Information provided:
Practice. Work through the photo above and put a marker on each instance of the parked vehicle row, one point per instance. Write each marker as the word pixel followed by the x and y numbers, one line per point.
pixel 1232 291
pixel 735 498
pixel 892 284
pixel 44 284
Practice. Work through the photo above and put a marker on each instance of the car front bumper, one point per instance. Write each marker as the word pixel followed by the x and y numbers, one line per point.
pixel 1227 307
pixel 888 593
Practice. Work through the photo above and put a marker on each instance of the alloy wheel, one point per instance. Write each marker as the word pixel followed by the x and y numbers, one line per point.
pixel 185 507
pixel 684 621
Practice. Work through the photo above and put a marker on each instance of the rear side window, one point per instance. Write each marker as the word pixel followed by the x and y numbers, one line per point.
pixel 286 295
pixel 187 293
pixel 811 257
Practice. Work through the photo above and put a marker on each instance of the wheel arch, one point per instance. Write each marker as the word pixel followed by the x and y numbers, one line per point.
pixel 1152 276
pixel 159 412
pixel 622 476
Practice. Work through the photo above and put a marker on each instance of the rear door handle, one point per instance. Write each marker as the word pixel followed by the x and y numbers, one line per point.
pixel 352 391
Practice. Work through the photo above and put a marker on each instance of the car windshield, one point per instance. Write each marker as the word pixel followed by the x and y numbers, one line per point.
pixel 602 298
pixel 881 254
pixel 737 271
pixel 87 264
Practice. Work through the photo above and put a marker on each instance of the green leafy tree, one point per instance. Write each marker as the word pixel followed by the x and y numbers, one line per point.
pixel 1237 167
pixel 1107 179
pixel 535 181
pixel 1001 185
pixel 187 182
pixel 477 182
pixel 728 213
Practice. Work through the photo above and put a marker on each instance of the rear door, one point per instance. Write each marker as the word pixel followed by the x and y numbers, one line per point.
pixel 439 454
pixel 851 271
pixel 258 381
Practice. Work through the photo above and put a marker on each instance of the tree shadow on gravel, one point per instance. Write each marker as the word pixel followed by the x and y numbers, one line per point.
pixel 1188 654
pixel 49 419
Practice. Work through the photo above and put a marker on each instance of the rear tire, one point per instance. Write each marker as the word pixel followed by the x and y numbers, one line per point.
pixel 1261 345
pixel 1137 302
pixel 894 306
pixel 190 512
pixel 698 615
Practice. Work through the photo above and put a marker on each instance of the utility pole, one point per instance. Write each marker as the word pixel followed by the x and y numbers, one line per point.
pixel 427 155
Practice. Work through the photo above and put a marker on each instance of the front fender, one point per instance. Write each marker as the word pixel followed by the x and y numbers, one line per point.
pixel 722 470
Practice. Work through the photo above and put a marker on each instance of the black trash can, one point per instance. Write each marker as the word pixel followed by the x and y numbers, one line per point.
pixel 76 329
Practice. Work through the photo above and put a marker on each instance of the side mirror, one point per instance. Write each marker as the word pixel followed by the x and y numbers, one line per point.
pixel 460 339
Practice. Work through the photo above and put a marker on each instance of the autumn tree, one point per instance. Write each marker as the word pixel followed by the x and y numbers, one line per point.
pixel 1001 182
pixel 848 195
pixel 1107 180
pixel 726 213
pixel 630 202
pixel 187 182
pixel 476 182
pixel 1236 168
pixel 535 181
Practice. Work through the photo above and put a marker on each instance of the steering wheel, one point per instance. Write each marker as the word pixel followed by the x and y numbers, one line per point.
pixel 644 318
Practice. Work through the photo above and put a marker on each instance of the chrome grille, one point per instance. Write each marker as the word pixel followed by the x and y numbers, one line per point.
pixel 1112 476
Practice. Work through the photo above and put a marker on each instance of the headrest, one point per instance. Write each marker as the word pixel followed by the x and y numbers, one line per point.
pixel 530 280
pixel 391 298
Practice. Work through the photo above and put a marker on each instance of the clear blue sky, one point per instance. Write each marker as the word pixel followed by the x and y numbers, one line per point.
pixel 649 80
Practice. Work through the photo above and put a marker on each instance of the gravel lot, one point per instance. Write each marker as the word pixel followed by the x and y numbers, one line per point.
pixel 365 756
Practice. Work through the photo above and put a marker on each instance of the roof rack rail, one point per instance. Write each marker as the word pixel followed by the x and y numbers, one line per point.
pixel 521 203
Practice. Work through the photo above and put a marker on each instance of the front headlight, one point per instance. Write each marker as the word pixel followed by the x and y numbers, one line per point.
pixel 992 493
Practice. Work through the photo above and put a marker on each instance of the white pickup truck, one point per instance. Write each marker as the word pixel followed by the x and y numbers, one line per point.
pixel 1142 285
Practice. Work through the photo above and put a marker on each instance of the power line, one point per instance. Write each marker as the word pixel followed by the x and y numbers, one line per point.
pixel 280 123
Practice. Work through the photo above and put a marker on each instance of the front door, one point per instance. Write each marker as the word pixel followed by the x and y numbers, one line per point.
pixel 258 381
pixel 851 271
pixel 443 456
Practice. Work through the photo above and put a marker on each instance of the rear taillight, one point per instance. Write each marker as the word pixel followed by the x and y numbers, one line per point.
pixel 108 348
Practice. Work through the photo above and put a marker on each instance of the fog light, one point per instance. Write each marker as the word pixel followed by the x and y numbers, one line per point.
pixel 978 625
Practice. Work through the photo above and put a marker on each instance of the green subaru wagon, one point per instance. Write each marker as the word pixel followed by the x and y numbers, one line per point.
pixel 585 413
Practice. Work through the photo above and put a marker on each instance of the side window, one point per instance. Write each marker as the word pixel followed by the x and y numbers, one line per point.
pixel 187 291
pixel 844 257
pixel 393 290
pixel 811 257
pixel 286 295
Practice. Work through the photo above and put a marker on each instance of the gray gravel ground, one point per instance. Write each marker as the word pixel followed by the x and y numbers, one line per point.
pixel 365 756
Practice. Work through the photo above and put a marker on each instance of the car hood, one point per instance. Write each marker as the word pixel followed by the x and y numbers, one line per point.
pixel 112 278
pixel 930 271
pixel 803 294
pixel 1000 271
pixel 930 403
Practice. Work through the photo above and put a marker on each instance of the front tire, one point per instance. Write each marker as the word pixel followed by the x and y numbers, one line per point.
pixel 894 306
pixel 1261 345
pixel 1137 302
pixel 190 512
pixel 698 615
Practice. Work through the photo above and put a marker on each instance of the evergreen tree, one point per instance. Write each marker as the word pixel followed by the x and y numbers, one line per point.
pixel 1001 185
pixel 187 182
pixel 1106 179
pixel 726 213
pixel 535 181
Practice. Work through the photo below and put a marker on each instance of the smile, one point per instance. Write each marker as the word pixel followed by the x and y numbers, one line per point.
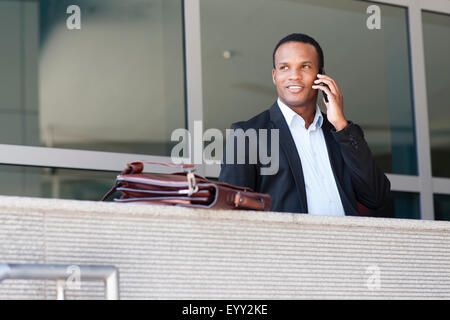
pixel 295 89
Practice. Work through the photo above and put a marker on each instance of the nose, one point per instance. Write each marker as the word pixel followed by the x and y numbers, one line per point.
pixel 295 74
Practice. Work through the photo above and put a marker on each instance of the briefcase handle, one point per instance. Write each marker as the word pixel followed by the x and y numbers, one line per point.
pixel 136 167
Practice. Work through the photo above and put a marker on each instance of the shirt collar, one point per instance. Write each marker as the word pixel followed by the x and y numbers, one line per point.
pixel 290 115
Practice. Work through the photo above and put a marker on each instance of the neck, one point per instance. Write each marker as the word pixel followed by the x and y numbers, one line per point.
pixel 306 112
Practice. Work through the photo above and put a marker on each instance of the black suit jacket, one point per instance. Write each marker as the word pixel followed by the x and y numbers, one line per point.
pixel 357 176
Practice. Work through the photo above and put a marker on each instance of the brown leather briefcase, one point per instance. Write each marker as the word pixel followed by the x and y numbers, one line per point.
pixel 184 189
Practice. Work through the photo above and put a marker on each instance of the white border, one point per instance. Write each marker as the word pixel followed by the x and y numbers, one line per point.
pixel 425 184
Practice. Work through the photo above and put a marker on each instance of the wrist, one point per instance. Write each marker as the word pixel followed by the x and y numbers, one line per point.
pixel 340 124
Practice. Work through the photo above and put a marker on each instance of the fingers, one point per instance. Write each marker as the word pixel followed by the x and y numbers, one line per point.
pixel 325 89
pixel 330 82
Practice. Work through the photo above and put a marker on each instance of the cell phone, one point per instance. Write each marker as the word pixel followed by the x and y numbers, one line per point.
pixel 321 71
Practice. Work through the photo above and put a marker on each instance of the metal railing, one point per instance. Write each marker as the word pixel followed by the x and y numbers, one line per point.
pixel 65 276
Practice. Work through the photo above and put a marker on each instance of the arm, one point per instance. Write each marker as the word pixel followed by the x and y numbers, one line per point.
pixel 370 185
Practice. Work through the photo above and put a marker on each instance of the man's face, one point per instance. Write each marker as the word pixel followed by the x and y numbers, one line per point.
pixel 296 68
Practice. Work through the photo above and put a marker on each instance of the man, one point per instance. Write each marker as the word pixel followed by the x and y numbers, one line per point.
pixel 325 165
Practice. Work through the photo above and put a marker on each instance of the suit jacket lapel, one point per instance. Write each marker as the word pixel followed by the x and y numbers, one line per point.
pixel 288 146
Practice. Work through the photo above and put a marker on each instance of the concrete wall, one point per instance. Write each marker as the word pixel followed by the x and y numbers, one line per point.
pixel 178 253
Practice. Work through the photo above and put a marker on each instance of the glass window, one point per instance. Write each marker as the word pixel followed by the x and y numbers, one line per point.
pixel 55 183
pixel 402 205
pixel 107 77
pixel 436 35
pixel 372 67
pixel 442 207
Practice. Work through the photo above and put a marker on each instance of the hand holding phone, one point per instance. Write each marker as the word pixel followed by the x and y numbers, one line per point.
pixel 321 71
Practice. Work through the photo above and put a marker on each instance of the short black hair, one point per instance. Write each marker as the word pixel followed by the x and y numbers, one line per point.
pixel 300 37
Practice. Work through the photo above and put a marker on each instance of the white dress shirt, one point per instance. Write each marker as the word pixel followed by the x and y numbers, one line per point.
pixel 322 194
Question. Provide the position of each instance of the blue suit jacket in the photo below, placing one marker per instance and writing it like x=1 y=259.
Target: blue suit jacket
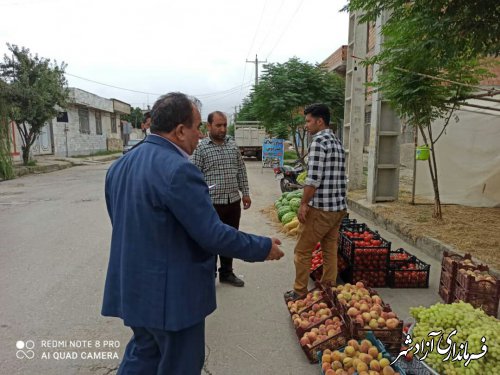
x=165 y=237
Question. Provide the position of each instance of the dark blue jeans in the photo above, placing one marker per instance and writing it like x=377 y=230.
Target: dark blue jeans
x=158 y=352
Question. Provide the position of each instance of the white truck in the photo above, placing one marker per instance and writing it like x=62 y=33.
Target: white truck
x=249 y=136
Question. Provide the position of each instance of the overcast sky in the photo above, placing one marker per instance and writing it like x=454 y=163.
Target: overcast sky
x=157 y=46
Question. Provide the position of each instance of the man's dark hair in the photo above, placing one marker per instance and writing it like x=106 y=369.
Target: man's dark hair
x=210 y=118
x=171 y=110
x=319 y=110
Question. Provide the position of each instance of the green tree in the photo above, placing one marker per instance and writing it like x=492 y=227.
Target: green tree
x=285 y=89
x=135 y=117
x=36 y=87
x=429 y=63
x=6 y=165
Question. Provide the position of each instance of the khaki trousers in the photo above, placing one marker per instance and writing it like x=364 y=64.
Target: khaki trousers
x=320 y=226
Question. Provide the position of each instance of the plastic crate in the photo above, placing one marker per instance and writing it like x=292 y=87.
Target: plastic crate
x=368 y=257
x=451 y=260
x=448 y=279
x=333 y=312
x=391 y=338
x=469 y=283
x=380 y=347
x=417 y=277
x=400 y=252
x=487 y=302
x=445 y=293
x=333 y=343
x=371 y=277
x=307 y=304
x=317 y=273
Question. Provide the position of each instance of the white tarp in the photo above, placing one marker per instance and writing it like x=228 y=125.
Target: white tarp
x=468 y=159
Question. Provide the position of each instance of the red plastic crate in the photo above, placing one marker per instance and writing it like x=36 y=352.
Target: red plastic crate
x=372 y=277
x=487 y=302
x=417 y=277
x=358 y=255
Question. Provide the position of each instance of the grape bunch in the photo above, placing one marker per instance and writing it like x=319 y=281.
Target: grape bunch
x=471 y=325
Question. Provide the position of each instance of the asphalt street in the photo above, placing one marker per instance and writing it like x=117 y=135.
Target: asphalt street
x=54 y=247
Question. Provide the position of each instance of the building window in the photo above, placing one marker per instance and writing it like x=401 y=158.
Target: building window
x=98 y=123
x=83 y=116
x=113 y=124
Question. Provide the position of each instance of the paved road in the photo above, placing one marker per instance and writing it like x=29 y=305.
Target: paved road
x=54 y=238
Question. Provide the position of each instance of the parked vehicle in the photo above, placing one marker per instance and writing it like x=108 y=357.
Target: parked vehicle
x=249 y=136
x=287 y=176
x=130 y=144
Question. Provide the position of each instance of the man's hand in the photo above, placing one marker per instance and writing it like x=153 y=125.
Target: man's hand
x=247 y=202
x=275 y=253
x=301 y=215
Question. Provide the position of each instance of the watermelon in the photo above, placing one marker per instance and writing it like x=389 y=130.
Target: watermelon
x=283 y=210
x=295 y=204
x=289 y=216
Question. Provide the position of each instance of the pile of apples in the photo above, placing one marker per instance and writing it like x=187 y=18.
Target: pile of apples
x=361 y=357
x=316 y=335
x=295 y=307
x=317 y=313
x=365 y=309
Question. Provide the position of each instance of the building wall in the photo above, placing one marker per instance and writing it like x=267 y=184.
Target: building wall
x=79 y=143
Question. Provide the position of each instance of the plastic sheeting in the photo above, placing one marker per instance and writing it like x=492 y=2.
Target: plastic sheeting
x=468 y=159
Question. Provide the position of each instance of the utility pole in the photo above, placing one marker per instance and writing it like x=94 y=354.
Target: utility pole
x=256 y=62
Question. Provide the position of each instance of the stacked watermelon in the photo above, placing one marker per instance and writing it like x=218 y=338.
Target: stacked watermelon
x=287 y=207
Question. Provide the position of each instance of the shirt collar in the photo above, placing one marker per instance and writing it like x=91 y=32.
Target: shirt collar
x=323 y=132
x=211 y=140
x=183 y=153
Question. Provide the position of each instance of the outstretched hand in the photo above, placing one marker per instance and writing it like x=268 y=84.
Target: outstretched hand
x=275 y=253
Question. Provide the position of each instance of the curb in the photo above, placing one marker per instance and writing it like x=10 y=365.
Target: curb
x=430 y=246
x=23 y=171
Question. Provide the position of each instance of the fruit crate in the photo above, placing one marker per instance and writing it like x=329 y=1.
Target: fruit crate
x=450 y=261
x=448 y=279
x=333 y=343
x=445 y=293
x=487 y=302
x=334 y=312
x=400 y=256
x=323 y=297
x=380 y=347
x=359 y=254
x=470 y=284
x=402 y=277
x=390 y=337
x=316 y=273
x=332 y=295
x=372 y=277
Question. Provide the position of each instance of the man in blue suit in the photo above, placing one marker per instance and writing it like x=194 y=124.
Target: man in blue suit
x=161 y=283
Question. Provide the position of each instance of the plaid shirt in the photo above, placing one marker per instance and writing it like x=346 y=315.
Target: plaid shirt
x=222 y=166
x=326 y=172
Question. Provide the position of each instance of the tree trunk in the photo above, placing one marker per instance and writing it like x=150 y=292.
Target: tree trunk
x=437 y=214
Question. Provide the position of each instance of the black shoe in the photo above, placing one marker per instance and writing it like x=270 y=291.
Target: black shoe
x=290 y=295
x=231 y=279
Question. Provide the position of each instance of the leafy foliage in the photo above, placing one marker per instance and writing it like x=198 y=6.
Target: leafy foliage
x=432 y=55
x=36 y=87
x=285 y=89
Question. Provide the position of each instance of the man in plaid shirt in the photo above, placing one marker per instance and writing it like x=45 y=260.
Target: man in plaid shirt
x=323 y=203
x=220 y=161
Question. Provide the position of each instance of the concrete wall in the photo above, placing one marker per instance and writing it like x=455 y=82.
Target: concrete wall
x=79 y=143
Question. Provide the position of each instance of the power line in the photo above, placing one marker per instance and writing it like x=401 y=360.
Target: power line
x=285 y=29
x=206 y=95
x=272 y=23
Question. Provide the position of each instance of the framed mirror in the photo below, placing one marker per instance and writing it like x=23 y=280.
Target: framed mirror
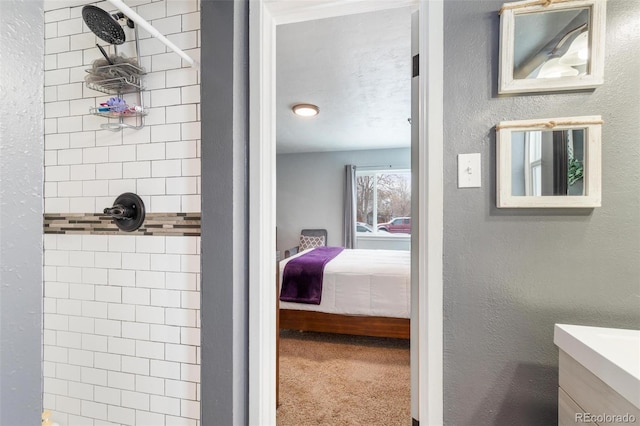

Required action:
Pull out each line of the listing that holds the string "framed".

Task result:
Question. Provide the position of each instance of the framed mirror in the photo below, placing one marker per instance and writing it like x=23 y=280.
Target: framed mirror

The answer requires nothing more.